» **SHORT PROBLEM 1**:
Copy the article on filing ITR after June 15 between "India's tax system" and "Income Tax Department.", inclusive, replacing "stock brokers" with "brokerage firms".
» **SHORT PROBLEM 2**:
Carry the article on filing ITR after June 15 forward from the point where it stops.

-------- EXCERPT TO READ

Fri, Jun 5, 2026 | Income Tax | Read: 8 min read | 0 Views

Why Taxpayers Should Avoid Filing ITR Before June 15 for AY 2026-27: A Complete Guide to Accurate Tax Filing

With the Income Tax Return (ITR) filing season for Assessment Year (AY) 2026-27 now underway, many taxpayers are preparing to submit their returns as soon as possible. While early filing is often considered a good practice, tax professionals are advising many individuals to wait until after June 15 before filing their returns.

At first glance, this advice may seem unusual. After all, filing early can lead to faster refund processing and help taxpayers avoid last-minute rushes. However, the reality is that filing too early can sometimes create more problems than benefits.

India's tax system has become increasingly data-driven. Information reported by employers, banks, stock brokers, mutual fund companies, insurance providers, and property registrars is automatically collected and matched with taxpayer disclosures. If a taxpayer files a return before all relevant information is updated, it can result in income mismatches, incorrect tax credits, delayed refunds, and even notices from the Income Tax Department.

For many taxpayers, waiting a few extra days can significantly improve the accuracy of their return and reduce compliance risks.

 

Why June 15 Is a Critical Date for Taxpayers

June 15 serves as an important milestone in the income tax filing calendar. Most employers are required to issue Form 16 to their employees by this period after completing their annual TDS reporting requirements.

Form 16 contains:

  1. Total salary received during the financial year
  2. Tax deducted at source (TDS)
  3. Exemptions claimed
  4. Deductions under various sections
  5. Taxable income calculations

For example, suppose an employee earns ₹12 lakh annually and claims deductions under Section 80C and 80D. The final tax liability reflected in Form 16 may differ from preliminary calculations based on monthly salary slips. Filing before receiving Form 16 could result in reporting inaccurate figures.

Additionally, various institutions continue uploading taxpayer information to the Annual Information Statement (AIS) and Form 26AS during May and early June. Waiting until after June 15 allows these records to be updated and reconciled before filing.

 

Understanding AIS: The Most Important Document Before Filing

The Annual Information Statement (AIS) has become one of the most important documents for modern tax compliance. It provides taxpayers with a consolidated view of financial transactions reported to the Income Tax Department by various entities.

AIS may include information such as:

  1. Salary income
  2. Savings account interest
  3. Fixed deposit interest
  4. Dividend income
  5. Mutual fund transactions
  6. Share market transactions
  7. Property transactions
  8. Foreign remittances
  9. Tax payments

For example, if an individual earned ₹35,000 in savings account interest and ₹75,000 in fixed deposit interest during the financial year, these details may appear in AIS after being reported by the bank. Filing before AIS is fully updated could result in underreporting of income.

----------------
-------- RAW DATA

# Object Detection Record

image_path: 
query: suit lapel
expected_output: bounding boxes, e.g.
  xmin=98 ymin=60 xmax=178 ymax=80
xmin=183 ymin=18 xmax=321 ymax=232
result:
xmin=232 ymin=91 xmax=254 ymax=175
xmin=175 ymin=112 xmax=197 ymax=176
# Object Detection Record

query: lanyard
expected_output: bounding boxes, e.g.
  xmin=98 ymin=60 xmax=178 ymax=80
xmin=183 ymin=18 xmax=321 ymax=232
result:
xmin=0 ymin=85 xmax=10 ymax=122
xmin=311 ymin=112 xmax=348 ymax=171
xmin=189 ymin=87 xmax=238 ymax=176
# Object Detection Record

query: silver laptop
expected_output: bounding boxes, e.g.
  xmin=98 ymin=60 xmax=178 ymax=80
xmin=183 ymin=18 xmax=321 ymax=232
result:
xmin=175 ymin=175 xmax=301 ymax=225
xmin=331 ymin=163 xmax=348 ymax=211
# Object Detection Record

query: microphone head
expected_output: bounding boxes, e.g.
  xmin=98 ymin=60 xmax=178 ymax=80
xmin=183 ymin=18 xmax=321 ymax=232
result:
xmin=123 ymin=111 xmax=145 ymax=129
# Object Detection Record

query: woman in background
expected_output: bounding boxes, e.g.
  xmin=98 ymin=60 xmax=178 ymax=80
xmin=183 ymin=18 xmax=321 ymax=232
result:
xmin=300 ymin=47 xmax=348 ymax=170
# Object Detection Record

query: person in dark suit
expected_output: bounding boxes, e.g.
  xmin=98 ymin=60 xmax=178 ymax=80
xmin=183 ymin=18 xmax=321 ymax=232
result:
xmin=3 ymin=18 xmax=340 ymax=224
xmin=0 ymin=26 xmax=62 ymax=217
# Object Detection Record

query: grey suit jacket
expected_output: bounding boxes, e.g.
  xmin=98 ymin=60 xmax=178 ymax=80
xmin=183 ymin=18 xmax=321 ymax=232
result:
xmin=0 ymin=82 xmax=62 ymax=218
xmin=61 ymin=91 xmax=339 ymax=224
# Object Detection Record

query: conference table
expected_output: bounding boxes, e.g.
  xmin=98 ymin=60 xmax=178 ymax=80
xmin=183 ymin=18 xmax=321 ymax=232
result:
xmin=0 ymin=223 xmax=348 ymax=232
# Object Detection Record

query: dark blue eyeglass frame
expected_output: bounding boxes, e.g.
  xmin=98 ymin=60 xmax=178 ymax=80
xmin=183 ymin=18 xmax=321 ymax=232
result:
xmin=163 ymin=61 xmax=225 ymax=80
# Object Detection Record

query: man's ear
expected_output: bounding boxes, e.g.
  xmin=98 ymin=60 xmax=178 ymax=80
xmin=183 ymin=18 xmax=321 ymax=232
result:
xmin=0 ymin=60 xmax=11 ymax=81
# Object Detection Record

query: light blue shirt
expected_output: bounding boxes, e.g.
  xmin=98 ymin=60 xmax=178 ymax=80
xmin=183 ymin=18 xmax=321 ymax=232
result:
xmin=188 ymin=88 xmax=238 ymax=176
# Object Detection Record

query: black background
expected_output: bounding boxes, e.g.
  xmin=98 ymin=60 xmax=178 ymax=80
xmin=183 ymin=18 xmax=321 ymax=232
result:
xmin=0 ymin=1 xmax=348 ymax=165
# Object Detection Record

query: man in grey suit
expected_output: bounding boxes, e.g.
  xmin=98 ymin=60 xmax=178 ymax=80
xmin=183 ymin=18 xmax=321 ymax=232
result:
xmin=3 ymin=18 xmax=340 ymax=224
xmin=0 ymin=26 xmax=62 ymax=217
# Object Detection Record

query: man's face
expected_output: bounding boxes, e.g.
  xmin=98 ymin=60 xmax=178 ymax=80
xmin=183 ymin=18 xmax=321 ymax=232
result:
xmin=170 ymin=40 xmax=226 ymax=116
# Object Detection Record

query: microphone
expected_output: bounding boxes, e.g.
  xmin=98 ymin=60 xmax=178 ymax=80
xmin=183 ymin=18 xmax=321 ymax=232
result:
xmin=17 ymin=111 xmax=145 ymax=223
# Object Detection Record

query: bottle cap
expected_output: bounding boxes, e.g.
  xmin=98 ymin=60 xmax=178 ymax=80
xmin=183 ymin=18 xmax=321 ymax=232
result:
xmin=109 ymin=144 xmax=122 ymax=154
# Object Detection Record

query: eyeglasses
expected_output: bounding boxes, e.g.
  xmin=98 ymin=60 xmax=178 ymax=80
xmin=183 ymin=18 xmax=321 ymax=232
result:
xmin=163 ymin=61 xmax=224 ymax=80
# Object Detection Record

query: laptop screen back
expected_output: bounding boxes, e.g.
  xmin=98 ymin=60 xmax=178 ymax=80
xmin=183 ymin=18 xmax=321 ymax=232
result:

----------------

» **ANSWER 1**:
India's tax system has become increasingly data-driven. Information reported by employers, banks, brokerage firms, mutual fund companies, insurance providers, and property registrars is automatically collected and matched with taxpayer disclosures. If a taxpayer files a return before all relevant information is updated, it can result in income mismatches, incorrect tax credits, delayed refunds, and even notices from the Income Tax Department.

» **ANSWER 2**:
As tax authorities increasingly rely on AIS for verification, taxpayers should carefully review it before filing their returns.

 

Salaried Employees Should Wait for Form 16

Salaried individuals represent one of the largest groups of taxpayers in India. For them, Form 16 acts as the primary document for tax filing.

While monthly salary slips provide an overview of earnings, they often do not reflect final adjustments made by the employer. These adjustments may include bonuses, reimbursements, exemptions, and tax-saving deductions.

Consider a taxpayer earning ₹10 lakh annually. If the employer adjusts taxable allowances or updates investment declarations at year-end, the final taxable income may differ from earlier estimates.

Filing without Form 16 increases the risk of reporting incorrect salary income or claiming incorrect TDS credits. Waiting until the official document is available ensures greater accuracy and reduces the likelihood of future corrections.

 

Taxpayers Earning Interest Income Should Be Extra Careful

Many taxpayers earn interest from fixed deposits, recurring deposits, savings accounts, and bonds. While this income is fully taxable in most cases, the reporting process may take time.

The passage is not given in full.